** begin **

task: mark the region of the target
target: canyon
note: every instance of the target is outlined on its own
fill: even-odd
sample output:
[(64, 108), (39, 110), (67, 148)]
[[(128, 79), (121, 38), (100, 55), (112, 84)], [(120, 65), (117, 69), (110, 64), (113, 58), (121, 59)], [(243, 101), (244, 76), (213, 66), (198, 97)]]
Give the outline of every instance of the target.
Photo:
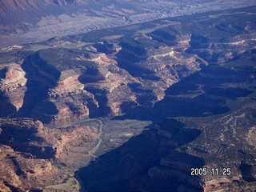
[(0, 190), (255, 190), (255, 10), (2, 48)]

** end **

• _The request_
Format every line of the listing above as a numbered list, skipping any blank lines. Leave the picture out.

• _Solution to the exercise_
1. task: mark the region of the target
2. target: canyon
3. note: every instance of the target is outlined on its own
4. fill: even-odd
5. sample output:
6. [(64, 108), (39, 110), (67, 148)]
7. [[(128, 79), (121, 38), (100, 55), (112, 84)], [(120, 65), (117, 69), (110, 64), (113, 58), (121, 59)], [(243, 101), (244, 76), (213, 66), (198, 97)]]
8. Give the outline of every instance of the target.
9. Photo:
10. [(0, 190), (255, 190), (255, 10), (2, 48)]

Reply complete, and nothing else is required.